>> begin Text extract

Search code examples
pythonformattingmarkuptokenizetypography

Parse text to replace quotes and nested quotes


Using python, I would like "educate" quotes of a a plain text input and turn them into the Context syntax. Here is a (recursive) example:

original text:

Using python, I would like "educate" quotes of 
a plain text input and turn them into the Context syntax. 
Here is a (recursive) example:

output:

Using python, I would like \quotation{educate} quotes of 
a plain text input and turn them into the Context syntax. 
Here is a (recursive) example:

I would like it to handle nested quotations as well:

original text:

Original text: "Using python, I would like 'educate' quotes of 
a plain text input and turn them into the Context syntax. 
Here is a (recursive) example:"

output:

Original text: \quotation {Using python, I would like \quotation{educate} quotes of 
a plain text input and turn them into the Context syntax. 
Here is a (recursive) example:}

And of course, I should take care of edge cases such as:

She said "It looks like we are back in the '90s"

The specification for context quotes is here:

http://wiki.contextgarden.net/Nested_quotations#Nested_quotations_in_MkIV

What is the most sensitive approach to such a situation? Thank you very much!

>> end Text extract
>> begin Listing

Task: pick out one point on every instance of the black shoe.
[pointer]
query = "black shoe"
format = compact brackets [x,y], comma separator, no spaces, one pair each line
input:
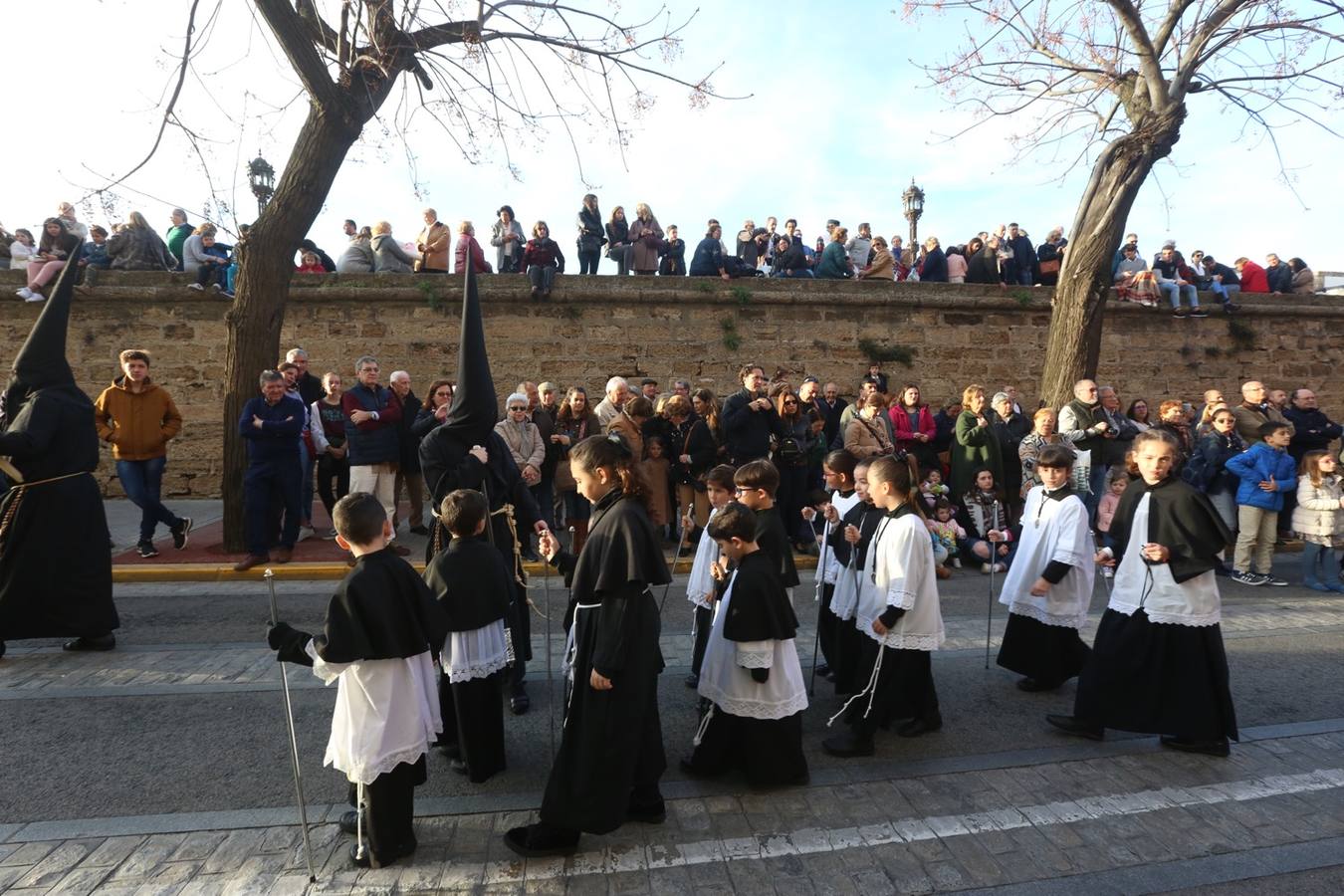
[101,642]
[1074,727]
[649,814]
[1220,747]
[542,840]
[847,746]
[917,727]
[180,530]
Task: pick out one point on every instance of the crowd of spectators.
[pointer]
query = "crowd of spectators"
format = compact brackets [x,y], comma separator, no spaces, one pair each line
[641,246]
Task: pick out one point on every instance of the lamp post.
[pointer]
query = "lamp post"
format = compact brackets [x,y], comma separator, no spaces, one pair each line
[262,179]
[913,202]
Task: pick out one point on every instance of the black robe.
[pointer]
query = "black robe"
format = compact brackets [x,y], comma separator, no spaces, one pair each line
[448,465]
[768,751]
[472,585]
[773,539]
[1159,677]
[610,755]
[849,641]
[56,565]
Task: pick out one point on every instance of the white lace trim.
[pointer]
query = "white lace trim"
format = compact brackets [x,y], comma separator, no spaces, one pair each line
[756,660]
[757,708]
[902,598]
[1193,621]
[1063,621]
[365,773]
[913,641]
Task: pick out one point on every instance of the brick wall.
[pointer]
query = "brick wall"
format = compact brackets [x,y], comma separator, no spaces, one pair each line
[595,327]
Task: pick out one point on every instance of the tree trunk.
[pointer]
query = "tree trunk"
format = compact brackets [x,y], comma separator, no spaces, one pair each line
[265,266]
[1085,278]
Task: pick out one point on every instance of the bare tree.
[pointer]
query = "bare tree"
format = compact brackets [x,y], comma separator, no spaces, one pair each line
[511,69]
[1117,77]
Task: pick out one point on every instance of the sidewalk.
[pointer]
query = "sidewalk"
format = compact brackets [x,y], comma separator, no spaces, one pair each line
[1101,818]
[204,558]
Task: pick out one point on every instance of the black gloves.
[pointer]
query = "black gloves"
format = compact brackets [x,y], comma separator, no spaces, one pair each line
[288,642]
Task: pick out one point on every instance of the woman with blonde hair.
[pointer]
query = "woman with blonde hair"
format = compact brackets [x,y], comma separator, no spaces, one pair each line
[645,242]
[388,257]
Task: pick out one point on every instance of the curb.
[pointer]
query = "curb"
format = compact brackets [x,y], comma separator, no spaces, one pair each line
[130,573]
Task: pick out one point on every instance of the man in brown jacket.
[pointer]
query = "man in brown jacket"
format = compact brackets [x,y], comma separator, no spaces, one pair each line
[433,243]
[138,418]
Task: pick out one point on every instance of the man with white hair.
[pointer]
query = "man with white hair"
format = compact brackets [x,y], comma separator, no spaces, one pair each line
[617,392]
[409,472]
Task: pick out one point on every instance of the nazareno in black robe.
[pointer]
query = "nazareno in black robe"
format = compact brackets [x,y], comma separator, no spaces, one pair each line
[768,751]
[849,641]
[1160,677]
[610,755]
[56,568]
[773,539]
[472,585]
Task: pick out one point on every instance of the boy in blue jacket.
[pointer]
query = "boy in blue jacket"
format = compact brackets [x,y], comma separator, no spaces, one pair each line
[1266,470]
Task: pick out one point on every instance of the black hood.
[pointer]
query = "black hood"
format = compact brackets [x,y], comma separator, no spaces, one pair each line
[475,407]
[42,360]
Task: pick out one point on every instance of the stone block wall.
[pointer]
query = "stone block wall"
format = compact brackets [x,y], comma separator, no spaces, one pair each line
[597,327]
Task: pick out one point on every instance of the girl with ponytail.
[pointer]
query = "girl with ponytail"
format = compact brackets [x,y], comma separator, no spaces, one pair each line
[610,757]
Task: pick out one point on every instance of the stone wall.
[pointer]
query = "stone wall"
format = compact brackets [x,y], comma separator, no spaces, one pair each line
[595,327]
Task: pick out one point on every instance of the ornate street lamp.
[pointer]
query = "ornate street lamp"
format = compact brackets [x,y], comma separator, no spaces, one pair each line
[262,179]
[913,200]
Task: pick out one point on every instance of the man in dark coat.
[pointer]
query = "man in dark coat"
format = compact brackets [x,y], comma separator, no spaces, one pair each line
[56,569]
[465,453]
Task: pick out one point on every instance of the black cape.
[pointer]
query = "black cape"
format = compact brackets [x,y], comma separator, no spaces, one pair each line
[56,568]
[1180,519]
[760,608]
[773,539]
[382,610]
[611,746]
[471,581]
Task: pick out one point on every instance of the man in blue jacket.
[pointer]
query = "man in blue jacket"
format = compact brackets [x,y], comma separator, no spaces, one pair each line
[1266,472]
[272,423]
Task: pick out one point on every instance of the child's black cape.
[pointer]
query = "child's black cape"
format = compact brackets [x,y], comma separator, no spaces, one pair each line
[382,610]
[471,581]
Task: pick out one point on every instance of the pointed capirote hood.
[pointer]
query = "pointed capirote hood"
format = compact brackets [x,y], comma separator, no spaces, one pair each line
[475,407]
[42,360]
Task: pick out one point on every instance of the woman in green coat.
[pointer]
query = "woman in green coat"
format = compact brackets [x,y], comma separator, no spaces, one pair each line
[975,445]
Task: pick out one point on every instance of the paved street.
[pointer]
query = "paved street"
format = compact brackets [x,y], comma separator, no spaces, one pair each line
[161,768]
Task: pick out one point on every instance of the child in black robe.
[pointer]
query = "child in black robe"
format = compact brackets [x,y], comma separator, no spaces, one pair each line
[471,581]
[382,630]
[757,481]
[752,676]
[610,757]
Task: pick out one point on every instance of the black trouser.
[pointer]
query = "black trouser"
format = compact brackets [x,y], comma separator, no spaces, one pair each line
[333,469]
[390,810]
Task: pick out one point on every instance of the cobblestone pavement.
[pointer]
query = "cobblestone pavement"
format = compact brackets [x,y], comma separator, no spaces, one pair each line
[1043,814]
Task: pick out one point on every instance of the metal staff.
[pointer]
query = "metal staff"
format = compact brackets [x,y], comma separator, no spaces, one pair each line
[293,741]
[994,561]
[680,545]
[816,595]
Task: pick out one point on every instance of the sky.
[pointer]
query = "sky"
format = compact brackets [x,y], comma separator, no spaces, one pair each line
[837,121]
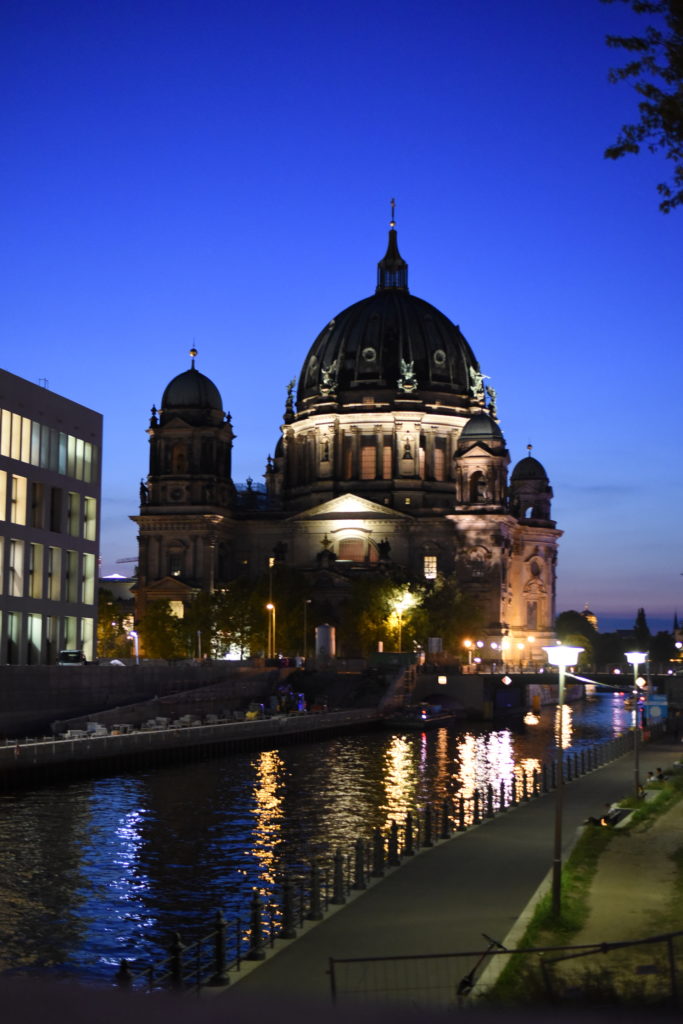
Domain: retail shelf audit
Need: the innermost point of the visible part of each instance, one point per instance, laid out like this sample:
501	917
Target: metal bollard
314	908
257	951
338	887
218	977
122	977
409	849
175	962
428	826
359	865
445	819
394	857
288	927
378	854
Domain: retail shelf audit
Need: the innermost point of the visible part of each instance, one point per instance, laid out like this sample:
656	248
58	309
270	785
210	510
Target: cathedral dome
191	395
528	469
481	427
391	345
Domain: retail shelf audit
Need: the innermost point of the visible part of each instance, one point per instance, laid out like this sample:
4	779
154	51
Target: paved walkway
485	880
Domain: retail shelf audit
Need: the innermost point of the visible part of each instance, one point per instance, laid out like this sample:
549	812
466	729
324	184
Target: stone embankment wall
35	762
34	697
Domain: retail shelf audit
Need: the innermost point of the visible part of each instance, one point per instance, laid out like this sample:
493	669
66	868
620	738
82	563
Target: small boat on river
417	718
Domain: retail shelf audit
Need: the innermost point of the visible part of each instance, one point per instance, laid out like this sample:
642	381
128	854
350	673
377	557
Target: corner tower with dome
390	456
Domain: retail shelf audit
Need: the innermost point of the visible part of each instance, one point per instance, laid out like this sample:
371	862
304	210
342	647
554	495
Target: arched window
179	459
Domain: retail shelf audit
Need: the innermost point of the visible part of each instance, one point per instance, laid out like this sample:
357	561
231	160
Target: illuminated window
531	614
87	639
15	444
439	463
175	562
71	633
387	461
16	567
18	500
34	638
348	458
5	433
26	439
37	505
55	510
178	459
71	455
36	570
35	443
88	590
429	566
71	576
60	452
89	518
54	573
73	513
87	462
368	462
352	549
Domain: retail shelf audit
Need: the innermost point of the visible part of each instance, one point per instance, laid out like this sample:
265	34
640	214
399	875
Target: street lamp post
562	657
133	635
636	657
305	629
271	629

>> end Listing

Aim of the exercise. Summarize the forum post on converting quotation marks in two sentences. The listing above bears no relation to the forum post on quotation marks.

Exercise response. Using Python, the author wants to turn the quotation marks in plain text input into ConTeXt syntax, so that a quoted phrase becomes \quotation{...}, and to handle nested quotations as well. The author also wants to deal with edge cases such as the apostrophe in "the '90s", links to the ConTeXt specification for nested quotations, and asks how best to approach the problem.